Text provided

Cascade propagation now sources from the ancestor's certified
`git.control_commit` rather than control HEAD.  Root propagation
still uses HEAD.  This keeps commits travelling as a unit through
the chain: lab receives exactly what mgmt deployed, regardless of
later commits landing on control.  The entry-point algorithm gains
an `env_undeployed` input so descendants are blocked from cascading
past ancestors that have received a change on-branch but not yet
deployed it.

ASTBuilder now filters to `Top::has_env` so shared parent config
files (e.g. lmelt.yml with only required_files) aren't treated as
pipeline nodes.  pipeline-status shows control SHAs in two columns
(branch / deploy) — what's sitting on the env branch vs. what was
certified by the last deploy — with underlined headers.
is_ocfp now reads kit.features directly instead of via has_feature
to break a recursion cycle that fired during the bosh director
bootstrap chain (bosh -> user_provided_bosh_creds_policy ->
ocfp_config -> is_ocfp -> features hook -> get_environment_variables
-> scale -> bosh).  Skipping iaas/scale env vars during the features
hook avoids the cycle while preserving them for every other hook.

Extracted information
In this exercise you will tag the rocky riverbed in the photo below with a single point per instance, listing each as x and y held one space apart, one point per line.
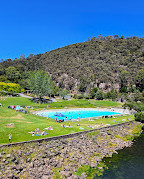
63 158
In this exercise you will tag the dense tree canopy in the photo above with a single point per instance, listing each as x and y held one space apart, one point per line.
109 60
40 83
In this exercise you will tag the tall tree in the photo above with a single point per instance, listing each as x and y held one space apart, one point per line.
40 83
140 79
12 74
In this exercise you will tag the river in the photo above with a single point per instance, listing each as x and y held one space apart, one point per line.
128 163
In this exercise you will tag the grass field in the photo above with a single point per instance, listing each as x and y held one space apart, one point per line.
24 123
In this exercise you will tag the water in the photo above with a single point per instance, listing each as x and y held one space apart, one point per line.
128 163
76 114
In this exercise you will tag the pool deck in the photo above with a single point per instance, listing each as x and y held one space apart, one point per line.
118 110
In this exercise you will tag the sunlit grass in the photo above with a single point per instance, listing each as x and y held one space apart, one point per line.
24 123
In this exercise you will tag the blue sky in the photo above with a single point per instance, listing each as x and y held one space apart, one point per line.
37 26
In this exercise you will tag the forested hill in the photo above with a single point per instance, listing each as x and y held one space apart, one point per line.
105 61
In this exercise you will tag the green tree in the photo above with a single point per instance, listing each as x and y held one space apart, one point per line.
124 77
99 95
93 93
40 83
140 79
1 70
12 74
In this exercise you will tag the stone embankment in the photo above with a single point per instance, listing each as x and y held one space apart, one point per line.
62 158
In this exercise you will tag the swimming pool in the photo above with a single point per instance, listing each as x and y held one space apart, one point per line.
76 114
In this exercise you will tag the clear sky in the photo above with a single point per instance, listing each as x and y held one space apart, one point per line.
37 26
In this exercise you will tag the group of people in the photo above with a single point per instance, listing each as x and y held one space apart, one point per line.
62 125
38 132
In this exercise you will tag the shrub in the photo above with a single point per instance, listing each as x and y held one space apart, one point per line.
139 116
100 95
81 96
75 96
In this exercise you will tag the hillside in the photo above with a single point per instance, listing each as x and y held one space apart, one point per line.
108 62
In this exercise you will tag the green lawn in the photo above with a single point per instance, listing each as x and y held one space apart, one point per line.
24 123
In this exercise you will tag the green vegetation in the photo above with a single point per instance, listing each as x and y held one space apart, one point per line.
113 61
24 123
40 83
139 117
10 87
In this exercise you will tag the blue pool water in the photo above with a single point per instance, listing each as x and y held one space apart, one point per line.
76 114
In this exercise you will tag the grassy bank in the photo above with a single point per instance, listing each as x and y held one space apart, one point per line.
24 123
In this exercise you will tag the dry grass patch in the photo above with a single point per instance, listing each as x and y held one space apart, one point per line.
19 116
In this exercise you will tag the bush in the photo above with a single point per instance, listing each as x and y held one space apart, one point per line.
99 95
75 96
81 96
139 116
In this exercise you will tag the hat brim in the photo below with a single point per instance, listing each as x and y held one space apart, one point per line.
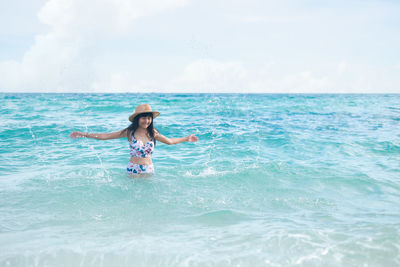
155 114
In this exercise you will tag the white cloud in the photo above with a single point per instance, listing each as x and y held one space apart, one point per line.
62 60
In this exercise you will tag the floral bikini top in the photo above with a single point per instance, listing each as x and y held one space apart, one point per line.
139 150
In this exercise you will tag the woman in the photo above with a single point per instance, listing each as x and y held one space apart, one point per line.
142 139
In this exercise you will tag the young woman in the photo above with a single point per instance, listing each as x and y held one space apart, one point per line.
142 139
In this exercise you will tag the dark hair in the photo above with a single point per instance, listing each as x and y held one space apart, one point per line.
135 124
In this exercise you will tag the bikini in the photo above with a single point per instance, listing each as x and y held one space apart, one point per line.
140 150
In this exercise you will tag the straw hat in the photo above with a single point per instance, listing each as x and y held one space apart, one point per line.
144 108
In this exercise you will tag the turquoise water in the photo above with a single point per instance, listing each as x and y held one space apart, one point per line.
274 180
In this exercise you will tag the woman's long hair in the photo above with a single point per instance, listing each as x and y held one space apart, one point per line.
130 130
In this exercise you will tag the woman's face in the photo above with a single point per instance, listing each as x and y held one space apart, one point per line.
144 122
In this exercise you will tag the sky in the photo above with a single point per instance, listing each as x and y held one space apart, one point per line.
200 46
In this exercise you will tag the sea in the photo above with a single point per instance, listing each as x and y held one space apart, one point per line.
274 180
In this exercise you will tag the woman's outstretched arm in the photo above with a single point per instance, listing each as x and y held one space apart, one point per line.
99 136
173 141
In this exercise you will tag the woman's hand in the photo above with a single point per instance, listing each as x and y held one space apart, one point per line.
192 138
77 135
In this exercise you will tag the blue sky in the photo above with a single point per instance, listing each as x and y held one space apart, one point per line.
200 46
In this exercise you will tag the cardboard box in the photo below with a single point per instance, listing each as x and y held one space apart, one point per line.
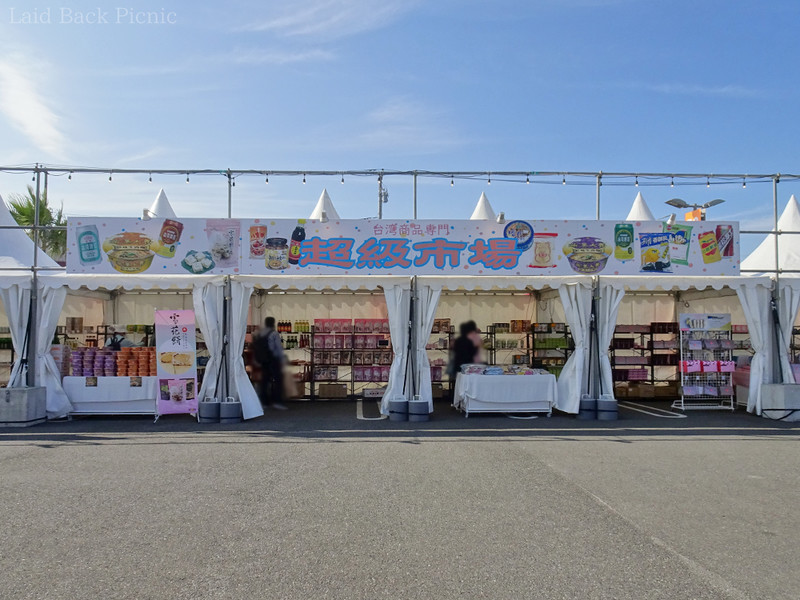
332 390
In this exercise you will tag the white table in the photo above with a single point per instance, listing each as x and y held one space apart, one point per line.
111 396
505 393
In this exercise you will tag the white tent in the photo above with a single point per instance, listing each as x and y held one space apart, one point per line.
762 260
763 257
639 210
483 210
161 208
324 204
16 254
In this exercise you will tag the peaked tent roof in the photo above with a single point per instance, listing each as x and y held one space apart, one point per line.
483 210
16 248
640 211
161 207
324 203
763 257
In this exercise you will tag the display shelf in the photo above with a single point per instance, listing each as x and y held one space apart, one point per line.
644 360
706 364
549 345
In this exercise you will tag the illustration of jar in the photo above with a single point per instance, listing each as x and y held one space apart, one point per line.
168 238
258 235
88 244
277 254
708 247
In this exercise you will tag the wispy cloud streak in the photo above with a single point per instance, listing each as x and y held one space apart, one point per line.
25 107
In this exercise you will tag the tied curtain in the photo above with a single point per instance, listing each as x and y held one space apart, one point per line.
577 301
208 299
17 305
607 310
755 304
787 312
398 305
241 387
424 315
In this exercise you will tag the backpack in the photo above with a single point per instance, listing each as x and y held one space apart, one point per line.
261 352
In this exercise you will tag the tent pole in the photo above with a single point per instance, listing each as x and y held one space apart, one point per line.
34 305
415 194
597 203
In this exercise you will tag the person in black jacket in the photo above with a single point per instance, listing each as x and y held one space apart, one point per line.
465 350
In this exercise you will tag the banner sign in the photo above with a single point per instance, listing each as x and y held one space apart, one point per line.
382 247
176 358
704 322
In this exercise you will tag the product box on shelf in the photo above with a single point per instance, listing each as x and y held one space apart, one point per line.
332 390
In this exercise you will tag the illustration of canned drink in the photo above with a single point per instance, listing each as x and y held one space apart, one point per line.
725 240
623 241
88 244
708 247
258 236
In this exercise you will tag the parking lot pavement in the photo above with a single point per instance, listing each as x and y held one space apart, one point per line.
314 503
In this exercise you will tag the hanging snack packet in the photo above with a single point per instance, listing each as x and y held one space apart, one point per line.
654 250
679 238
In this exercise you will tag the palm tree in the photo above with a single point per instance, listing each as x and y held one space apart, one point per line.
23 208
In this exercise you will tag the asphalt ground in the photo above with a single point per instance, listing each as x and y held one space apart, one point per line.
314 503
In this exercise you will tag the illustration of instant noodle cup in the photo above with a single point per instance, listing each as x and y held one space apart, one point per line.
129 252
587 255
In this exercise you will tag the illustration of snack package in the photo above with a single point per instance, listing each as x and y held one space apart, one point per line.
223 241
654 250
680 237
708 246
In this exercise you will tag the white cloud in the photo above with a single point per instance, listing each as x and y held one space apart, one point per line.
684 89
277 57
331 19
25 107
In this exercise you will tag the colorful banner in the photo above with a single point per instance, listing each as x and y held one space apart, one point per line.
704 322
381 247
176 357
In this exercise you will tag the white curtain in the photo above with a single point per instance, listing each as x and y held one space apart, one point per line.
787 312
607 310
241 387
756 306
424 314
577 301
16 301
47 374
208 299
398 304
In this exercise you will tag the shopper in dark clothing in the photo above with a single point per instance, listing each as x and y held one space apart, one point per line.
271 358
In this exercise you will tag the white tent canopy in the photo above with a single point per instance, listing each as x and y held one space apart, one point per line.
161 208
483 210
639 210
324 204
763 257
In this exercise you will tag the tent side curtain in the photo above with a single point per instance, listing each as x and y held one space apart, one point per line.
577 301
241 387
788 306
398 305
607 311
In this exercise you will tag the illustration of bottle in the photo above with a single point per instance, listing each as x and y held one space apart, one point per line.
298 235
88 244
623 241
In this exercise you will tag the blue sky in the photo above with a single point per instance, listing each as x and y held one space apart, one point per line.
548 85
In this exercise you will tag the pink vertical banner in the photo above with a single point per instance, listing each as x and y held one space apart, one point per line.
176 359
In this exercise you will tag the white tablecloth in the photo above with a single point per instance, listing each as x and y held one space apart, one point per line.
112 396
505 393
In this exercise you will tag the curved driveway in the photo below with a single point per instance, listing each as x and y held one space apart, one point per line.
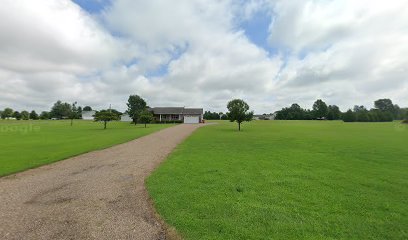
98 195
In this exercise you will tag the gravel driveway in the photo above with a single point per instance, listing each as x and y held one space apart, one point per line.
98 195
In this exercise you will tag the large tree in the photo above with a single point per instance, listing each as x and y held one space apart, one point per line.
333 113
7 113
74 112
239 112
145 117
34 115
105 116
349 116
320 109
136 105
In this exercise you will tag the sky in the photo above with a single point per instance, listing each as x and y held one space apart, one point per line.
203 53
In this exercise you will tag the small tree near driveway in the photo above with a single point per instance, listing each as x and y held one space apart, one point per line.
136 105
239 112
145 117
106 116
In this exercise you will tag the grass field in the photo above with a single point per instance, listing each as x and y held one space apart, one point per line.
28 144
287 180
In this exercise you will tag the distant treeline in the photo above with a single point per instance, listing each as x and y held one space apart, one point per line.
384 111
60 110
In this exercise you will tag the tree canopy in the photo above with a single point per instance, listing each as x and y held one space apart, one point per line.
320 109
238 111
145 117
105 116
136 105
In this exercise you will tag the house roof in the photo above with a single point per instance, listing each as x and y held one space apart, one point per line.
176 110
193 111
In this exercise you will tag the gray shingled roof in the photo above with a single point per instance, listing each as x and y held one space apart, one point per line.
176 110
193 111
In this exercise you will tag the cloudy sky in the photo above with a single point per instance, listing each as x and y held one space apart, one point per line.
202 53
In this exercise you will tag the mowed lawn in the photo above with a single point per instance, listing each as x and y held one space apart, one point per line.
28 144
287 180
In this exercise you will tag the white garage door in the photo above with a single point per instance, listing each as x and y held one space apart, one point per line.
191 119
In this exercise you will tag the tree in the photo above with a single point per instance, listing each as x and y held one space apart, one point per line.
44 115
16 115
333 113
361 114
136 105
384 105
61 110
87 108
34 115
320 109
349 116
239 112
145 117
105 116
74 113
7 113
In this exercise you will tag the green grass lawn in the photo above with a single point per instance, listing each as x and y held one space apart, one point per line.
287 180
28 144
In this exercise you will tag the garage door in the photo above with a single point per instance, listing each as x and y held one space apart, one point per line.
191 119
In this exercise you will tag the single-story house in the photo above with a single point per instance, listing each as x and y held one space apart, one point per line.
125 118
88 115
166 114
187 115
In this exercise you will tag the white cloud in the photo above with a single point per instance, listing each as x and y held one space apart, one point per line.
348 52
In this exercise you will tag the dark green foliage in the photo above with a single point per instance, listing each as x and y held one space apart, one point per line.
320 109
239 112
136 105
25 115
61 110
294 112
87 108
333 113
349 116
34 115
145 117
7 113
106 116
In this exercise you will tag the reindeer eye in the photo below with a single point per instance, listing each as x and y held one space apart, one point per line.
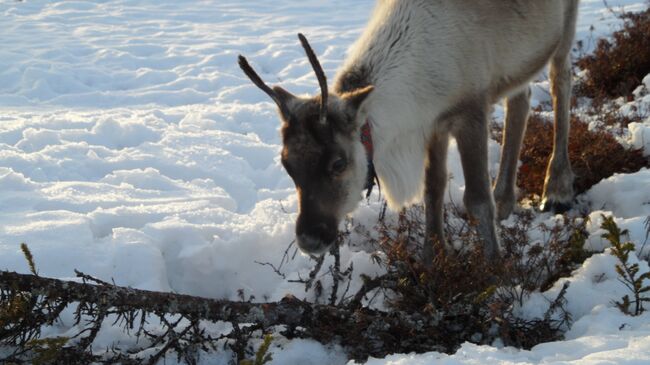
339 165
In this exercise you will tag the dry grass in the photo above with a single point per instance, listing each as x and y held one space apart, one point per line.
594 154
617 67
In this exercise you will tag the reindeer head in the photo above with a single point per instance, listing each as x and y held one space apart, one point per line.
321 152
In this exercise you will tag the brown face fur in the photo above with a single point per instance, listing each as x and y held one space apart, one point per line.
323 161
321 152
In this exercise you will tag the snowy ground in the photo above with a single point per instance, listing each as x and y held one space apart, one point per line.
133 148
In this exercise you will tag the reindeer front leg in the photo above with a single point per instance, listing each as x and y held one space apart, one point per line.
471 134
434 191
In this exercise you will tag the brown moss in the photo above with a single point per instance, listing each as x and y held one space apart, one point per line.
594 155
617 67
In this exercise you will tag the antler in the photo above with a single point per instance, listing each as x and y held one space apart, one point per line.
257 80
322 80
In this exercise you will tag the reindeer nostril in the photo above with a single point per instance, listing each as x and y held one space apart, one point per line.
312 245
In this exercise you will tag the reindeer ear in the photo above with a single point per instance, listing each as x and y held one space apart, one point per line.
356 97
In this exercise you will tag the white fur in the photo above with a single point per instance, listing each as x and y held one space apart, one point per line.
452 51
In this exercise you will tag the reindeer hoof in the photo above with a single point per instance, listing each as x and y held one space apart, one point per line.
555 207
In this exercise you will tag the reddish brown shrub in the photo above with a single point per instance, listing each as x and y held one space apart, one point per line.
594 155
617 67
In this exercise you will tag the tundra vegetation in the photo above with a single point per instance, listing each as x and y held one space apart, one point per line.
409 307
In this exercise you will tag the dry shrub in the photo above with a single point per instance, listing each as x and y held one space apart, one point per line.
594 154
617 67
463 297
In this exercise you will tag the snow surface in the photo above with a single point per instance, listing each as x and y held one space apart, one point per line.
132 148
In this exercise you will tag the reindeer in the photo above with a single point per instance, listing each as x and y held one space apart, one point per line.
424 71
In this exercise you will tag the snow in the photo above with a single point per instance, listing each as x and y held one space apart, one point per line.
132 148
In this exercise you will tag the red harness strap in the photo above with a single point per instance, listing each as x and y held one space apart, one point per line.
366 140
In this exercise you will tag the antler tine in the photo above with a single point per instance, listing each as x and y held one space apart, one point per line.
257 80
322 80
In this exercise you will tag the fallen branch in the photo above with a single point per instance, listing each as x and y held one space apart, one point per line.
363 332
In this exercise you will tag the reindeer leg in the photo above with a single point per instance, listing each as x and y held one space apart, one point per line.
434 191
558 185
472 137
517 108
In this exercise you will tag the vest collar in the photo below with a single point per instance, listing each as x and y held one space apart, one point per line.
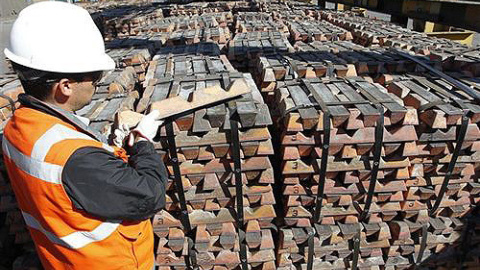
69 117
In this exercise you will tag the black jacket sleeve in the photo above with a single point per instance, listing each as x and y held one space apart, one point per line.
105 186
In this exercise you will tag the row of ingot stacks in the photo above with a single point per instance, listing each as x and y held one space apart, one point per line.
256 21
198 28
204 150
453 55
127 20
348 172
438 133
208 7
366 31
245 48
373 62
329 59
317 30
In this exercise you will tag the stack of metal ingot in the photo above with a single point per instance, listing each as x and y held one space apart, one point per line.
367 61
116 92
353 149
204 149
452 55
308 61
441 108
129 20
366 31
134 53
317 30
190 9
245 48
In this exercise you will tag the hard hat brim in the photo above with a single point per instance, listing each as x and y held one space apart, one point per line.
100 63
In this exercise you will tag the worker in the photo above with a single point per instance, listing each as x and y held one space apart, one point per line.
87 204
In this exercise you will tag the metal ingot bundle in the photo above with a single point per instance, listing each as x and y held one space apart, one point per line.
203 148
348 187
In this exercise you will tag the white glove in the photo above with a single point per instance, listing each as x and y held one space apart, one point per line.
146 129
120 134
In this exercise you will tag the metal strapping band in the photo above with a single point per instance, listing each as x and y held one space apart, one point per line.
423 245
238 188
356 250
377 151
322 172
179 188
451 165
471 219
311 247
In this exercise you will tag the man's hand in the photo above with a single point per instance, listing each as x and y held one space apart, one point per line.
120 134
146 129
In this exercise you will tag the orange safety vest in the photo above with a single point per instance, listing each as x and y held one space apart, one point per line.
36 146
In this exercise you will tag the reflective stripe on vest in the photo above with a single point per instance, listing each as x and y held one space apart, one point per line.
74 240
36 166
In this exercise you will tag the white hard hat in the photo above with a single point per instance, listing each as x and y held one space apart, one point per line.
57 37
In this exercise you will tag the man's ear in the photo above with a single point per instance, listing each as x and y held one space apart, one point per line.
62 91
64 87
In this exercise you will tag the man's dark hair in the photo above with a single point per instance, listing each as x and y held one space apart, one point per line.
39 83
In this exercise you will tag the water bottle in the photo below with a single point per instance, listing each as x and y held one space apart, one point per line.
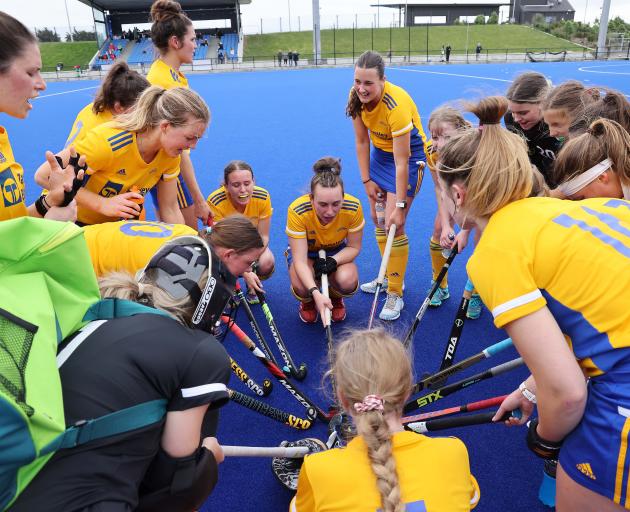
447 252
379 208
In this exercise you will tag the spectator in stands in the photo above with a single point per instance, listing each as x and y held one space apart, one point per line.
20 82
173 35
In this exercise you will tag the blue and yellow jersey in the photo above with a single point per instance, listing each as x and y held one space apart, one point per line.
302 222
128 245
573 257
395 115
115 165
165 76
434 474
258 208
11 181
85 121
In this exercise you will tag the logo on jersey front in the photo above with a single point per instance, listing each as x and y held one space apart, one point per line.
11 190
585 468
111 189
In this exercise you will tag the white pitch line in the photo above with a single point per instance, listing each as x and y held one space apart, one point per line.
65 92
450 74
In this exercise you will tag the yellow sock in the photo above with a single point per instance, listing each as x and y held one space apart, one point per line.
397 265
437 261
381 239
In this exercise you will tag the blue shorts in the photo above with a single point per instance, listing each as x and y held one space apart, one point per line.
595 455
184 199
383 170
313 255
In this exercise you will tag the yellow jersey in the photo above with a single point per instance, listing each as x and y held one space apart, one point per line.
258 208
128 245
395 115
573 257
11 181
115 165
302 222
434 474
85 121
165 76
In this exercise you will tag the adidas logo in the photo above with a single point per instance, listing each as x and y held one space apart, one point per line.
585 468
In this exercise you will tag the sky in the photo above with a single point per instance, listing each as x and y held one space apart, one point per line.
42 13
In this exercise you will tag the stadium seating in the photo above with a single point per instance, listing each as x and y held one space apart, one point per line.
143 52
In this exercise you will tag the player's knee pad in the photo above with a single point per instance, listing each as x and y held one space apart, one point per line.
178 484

Direction A
What new input does the entry-point algorithm gain, according to the change notes?
Direction B
Echo the change notes word for word, everything from "ASTBuilder now filters" down to "with underlined headers.".
You can complete this without the listing.

Correct result A
It gains an `env_undeployed` input.

Correct result B
ASTBuilder now filters to `Top::has_env` so shared parent config
files (e.g. lmelt.yml with only required_files) aren't treated as
pipeline nodes.  pipeline-status shows control SHAs in two columns
(branch / deploy) — what's sitting on the env branch vs. what was
certified by the last deploy — with underlined headers.